DATA SUPPLIED:
··········
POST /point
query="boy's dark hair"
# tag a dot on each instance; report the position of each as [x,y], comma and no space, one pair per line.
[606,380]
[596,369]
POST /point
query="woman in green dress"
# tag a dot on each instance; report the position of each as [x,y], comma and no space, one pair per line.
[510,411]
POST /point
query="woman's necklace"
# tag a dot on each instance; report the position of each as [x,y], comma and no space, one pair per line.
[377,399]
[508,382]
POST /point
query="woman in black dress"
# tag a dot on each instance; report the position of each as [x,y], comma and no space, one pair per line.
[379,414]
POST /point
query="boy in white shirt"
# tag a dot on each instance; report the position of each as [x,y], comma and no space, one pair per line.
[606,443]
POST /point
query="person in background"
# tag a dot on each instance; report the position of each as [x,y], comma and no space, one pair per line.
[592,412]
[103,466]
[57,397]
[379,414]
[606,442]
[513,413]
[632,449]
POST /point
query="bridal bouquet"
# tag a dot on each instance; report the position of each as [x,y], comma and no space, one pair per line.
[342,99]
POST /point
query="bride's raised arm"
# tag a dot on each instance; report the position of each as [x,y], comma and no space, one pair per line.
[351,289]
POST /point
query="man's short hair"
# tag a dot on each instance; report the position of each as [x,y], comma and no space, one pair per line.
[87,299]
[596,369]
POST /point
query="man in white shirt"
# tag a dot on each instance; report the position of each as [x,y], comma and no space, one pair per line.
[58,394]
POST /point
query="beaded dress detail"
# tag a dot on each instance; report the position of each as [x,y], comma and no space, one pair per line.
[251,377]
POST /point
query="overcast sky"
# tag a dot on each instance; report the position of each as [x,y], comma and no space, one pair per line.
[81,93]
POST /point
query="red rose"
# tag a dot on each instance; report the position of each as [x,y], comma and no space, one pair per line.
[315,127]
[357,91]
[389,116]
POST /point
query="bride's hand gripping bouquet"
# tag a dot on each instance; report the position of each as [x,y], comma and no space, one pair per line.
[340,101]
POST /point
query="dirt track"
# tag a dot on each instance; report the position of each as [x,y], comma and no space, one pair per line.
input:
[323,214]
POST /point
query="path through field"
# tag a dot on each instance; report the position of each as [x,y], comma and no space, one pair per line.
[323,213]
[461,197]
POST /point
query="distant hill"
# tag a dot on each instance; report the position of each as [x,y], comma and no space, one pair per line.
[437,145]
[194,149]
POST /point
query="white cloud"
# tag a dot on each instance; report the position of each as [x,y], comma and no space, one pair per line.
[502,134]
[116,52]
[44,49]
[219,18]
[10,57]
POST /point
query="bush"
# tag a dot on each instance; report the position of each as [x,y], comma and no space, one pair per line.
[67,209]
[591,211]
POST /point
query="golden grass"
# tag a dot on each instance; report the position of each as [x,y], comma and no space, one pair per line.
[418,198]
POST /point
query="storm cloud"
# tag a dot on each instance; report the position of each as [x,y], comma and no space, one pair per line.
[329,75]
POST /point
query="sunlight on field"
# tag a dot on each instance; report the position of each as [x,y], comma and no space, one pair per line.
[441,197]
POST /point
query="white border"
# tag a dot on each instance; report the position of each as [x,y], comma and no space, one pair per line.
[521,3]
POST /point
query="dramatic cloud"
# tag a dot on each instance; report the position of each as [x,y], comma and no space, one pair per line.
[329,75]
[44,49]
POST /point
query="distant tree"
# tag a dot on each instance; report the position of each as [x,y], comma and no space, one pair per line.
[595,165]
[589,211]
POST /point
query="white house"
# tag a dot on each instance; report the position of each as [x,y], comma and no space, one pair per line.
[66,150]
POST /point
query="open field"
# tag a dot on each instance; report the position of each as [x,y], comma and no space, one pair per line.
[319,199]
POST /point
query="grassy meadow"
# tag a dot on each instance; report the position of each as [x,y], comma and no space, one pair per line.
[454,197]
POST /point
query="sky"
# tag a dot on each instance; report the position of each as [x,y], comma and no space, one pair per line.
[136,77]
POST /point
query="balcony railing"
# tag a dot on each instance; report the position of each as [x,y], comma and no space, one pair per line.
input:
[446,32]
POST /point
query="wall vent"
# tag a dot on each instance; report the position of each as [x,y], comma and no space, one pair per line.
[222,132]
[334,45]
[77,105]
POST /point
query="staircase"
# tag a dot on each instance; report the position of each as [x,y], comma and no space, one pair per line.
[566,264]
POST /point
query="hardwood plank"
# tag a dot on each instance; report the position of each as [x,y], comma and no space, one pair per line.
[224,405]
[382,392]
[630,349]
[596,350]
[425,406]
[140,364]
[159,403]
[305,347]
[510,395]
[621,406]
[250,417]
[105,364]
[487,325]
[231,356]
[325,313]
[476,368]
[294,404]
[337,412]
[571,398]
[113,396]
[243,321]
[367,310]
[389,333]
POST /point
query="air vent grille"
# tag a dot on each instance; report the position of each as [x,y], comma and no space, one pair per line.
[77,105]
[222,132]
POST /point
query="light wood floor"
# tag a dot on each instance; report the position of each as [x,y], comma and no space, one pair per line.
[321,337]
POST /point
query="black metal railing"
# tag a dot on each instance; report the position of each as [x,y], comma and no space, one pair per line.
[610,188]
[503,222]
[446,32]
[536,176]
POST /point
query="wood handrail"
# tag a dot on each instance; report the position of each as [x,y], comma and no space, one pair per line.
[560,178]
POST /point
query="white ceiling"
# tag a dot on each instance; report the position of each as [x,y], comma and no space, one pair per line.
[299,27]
··········
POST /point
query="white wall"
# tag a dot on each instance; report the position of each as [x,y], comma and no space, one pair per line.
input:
··········
WRITTEN EXERCISE: Select every line in the records containing the string "dress" and copy each one.

COMPLETED TASK:
query="woman in green dress"
query="woman in black dress"
query="beaded dress detail"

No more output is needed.